Exercise brief => Lay out every line of the listing below as a JSON list of strings, one string per line, leaving out any blank lines.

Extracted entries =>
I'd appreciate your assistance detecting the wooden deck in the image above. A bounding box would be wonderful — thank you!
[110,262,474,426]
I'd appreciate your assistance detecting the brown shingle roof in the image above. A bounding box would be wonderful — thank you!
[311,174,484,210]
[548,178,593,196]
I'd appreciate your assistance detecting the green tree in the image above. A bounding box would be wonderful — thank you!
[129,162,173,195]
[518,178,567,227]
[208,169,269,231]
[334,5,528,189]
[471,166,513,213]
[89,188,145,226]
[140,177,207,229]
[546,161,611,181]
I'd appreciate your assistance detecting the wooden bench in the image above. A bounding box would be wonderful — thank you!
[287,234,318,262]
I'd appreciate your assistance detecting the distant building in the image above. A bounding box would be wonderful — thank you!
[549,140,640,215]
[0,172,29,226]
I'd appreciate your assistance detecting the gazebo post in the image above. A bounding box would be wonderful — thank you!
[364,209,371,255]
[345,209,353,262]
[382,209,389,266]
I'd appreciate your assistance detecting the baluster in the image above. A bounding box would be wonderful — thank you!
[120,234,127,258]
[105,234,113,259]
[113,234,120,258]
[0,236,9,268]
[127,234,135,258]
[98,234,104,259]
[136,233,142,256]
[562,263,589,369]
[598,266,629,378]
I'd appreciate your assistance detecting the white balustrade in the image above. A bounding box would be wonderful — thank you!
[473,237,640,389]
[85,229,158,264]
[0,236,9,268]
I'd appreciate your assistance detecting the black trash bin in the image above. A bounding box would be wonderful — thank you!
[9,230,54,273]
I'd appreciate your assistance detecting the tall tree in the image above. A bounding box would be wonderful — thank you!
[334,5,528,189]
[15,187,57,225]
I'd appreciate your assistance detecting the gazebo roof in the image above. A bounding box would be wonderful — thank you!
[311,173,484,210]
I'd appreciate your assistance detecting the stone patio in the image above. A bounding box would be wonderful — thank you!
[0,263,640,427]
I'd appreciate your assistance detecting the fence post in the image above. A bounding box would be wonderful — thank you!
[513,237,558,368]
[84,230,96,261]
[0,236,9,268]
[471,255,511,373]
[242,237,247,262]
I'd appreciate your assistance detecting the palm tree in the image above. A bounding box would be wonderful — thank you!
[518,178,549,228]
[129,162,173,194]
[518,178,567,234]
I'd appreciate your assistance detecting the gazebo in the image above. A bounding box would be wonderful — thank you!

Written answer =>
[
  "I'd appreciate your assistance detecting the wooden deck in the image above. A bounding box would be wonderful — thank you!",
  "[110,262,474,426]",
  "I'd appreciate your assistance detecting the brown shingle roof in the image above. A bounding box would be wonderful — thank you!",
  "[311,174,484,210]",
  "[548,178,593,196]",
  "I'd appreciate your assistance detecting the green tree in the image above. A bounding box would be wonderful — thank you!",
  "[129,162,173,195]",
  "[518,178,567,227]",
  "[208,169,269,231]",
  "[334,5,528,189]",
  "[471,166,513,213]",
  "[89,188,145,226]",
  "[140,177,207,229]",
  "[546,161,611,181]",
  "I'd appreciate your assistance detecting the wooden bench in the image above. A bounding box would be wonderful — thank you!",
  "[287,234,318,262]",
  "I'd appreciate your assistance detecting the distant building in the image above. A bounding box would be wonderful — thank you!",
  "[549,140,640,215]",
  "[0,172,29,226]",
  "I'd appreciate your assistance detecting the gazebo post in the image above. A bounding box would be wonderful — thank you!",
  "[364,209,371,255]",
  "[345,209,353,262]",
  "[382,209,389,266]",
  "I'd appreciate your assistance detecting the baluster in the image above. A bounding box would be wonderful — thank you!",
  "[120,234,127,258]",
  "[105,234,113,259]",
  "[113,234,120,258]",
  "[0,236,9,268]",
  "[127,234,135,258]",
  "[98,234,104,259]",
  "[136,233,142,256]",
  "[562,263,589,369]",
  "[598,266,629,378]",
  "I'd appreciate your assistance detecting the white balustrade in the image above. A bounding box would be wonderful — thank you!",
  "[473,237,640,389]",
  "[85,229,158,264]",
  "[0,236,9,268]",
  "I'd appreciate your assistance detecting the black trash bin in the image above. A bounding box would be wonderful — thank you!",
  "[9,230,54,273]",
  "I'd appreciate your assistance detecting the tall tree in the image above. A bounding box would be wonderful — thank you!",
  "[334,5,528,189]",
  "[15,187,57,225]",
  "I'd appreciate your assistance detecting the gazebo roof in the image above. A bounding box would be wonderful — thank you!",
  "[311,173,484,210]",
  "I'd appreciate your assistance detecting the stone patio in the image above. A bounding box would be wonderful — thank you!",
  "[0,263,640,427]",
  "I'd appreciate your assistance detecting the fence post in the image above. A bounding box would be wonderful — thank you!",
  "[513,237,558,368]",
  "[84,230,96,261]",
  "[0,236,9,268]",
  "[471,255,511,373]",
  "[242,237,247,262]",
  "I'd appreciate your assistance detecting the palm tree in the image above. A bounding box would be wonderful — thank you!",
  "[518,178,549,228]",
  "[129,162,173,194]",
  "[518,178,567,234]",
  "I'd appreciate your assistance detecting the gazebo in the image above. A bounding box would be wonderful — thank you!"
]